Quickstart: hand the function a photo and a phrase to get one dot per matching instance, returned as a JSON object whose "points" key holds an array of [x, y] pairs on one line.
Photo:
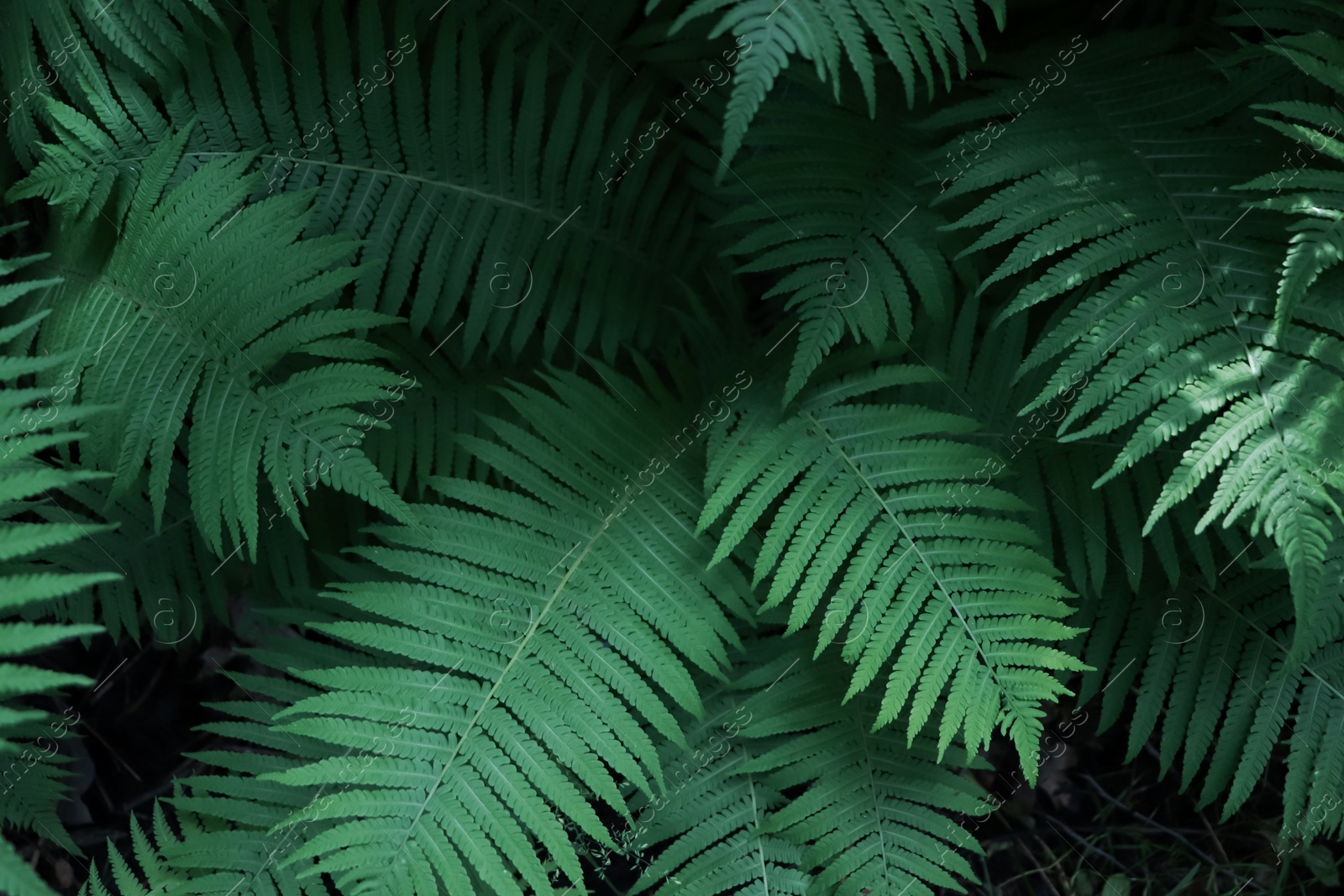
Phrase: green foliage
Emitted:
{"points": [[1155, 360], [840, 214], [732, 826], [33, 782], [867, 519], [427, 254], [418, 145], [225, 352], [922, 40]]}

* * * *

#### What the task asks
Format the rows above as a numbered list, skipping any blank lines and leaving the picture out.

#### Exercise solution
1. Quickstart: hand the function a photo and a phrase to get one dot per matching instance, returned as a JSON object whose "points" key holds an array of [x, y] pairs on one line.
2. Photo:
3. Phrase: green foliage
4. Emitted:
5. {"points": [[1155, 360], [840, 214], [732, 826], [33, 782], [867, 519], [427, 254], [418, 145], [225, 352], [922, 40]]}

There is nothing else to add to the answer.